[Opening DATASET EXCERPTS section]
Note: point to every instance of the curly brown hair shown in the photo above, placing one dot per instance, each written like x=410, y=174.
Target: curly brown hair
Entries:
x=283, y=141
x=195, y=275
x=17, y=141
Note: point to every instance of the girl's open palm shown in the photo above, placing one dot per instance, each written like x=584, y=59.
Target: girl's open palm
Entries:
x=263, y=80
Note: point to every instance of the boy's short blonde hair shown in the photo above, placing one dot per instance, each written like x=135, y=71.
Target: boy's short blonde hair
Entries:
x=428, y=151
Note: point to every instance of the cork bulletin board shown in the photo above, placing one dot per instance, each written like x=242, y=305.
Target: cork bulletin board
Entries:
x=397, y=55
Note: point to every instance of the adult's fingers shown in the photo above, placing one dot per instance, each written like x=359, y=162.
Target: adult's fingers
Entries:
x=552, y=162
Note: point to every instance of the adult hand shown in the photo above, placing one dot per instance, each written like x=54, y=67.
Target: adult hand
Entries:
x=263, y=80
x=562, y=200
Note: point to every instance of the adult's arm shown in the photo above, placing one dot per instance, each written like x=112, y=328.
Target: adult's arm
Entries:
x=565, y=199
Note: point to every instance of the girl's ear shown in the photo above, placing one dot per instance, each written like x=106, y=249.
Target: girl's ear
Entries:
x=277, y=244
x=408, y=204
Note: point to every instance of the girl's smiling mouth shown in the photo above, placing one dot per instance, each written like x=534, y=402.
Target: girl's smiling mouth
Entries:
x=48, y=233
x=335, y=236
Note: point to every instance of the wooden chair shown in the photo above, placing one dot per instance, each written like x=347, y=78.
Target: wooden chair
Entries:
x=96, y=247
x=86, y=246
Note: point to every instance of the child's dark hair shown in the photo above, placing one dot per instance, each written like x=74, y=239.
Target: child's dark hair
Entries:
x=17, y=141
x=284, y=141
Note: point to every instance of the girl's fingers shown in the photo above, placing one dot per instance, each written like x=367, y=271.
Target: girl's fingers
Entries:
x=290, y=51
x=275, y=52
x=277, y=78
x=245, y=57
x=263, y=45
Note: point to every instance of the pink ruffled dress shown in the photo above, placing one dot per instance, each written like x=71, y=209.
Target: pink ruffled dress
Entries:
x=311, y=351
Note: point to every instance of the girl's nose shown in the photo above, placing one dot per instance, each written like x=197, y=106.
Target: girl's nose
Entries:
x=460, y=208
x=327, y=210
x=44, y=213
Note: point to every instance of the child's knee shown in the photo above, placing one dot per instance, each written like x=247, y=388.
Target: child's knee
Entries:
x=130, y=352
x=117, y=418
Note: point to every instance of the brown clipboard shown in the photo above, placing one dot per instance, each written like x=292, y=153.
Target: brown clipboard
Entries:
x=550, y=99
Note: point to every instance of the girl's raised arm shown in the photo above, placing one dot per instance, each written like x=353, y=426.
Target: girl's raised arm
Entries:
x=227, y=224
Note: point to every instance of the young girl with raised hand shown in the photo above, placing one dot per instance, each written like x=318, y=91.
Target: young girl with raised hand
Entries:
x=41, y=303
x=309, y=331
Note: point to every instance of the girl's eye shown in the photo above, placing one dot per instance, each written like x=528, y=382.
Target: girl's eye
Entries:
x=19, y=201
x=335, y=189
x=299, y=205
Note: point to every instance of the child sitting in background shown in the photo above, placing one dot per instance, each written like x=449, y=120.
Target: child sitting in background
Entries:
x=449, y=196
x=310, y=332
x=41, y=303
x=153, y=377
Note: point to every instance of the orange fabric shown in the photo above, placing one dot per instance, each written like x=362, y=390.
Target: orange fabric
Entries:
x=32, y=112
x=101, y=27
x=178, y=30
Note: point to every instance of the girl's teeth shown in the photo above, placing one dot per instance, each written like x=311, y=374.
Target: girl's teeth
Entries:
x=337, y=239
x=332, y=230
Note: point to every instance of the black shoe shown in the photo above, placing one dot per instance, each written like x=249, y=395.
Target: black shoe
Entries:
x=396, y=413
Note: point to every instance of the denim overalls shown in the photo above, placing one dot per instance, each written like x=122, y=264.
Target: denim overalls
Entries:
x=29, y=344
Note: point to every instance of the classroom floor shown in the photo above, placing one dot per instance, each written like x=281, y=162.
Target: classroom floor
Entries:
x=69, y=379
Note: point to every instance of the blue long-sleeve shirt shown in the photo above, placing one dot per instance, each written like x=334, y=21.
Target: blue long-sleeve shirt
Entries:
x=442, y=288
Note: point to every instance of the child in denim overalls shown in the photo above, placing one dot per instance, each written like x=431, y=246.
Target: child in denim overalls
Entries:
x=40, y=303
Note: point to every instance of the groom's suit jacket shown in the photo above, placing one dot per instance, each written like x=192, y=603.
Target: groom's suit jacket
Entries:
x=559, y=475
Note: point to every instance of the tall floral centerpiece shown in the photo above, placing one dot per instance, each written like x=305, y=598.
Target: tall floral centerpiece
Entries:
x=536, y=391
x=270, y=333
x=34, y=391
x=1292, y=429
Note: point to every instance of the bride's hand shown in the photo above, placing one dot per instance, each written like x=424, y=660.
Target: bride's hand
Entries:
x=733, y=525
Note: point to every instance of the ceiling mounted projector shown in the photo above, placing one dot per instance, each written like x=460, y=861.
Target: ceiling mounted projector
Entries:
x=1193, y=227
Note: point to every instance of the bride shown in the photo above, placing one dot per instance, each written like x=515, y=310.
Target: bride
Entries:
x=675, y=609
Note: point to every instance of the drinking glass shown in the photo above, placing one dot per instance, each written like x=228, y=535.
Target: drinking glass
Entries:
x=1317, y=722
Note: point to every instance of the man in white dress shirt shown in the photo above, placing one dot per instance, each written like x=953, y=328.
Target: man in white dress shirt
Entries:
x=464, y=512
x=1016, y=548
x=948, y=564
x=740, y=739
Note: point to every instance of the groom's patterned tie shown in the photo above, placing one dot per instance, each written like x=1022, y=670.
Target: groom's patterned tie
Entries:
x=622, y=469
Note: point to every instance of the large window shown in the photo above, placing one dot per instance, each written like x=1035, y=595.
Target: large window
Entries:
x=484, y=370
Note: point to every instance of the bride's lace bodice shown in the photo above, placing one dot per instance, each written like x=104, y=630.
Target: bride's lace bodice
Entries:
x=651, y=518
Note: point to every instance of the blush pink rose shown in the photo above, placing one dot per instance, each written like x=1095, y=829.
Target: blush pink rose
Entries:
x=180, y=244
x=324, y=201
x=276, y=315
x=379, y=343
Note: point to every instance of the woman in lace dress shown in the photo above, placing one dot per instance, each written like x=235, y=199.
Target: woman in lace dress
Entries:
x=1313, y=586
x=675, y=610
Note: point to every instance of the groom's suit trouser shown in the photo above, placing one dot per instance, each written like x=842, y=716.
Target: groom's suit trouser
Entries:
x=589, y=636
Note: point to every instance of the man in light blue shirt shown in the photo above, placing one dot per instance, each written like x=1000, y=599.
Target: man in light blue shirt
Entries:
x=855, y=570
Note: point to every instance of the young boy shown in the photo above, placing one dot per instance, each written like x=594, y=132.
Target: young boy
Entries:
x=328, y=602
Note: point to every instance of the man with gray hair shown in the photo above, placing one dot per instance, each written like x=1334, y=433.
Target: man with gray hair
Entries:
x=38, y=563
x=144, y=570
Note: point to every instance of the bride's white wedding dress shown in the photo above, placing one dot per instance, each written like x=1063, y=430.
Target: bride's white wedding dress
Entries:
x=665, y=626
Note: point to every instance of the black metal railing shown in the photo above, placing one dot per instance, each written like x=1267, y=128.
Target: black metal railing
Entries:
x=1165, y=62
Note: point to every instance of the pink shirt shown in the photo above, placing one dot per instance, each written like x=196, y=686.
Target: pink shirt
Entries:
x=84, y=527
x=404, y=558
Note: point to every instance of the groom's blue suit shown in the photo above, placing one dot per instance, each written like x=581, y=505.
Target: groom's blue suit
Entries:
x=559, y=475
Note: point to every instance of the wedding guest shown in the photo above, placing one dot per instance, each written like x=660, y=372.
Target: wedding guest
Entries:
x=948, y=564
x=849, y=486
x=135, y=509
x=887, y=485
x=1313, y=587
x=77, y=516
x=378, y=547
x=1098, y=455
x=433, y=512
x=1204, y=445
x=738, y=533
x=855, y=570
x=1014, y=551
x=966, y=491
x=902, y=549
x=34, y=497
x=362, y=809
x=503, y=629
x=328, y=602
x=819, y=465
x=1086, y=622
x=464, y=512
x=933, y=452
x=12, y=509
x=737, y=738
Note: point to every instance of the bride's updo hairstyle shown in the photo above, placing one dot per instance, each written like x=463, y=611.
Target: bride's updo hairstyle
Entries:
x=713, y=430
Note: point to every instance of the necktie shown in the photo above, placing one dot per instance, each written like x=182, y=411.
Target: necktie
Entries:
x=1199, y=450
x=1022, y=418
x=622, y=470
[Closing DATASET EXCERPTS section]
→ **WHAT THIS TASK INVOLVES**: Please go through the data and copy each line containing the word "background".

→ **OUTPUT FOR THIS EXERCISE**:
Note: point to every instance of the child sitting in background shown in the photo above, placing one dot per instance, each written like x=449, y=120.
Target: child sitting in background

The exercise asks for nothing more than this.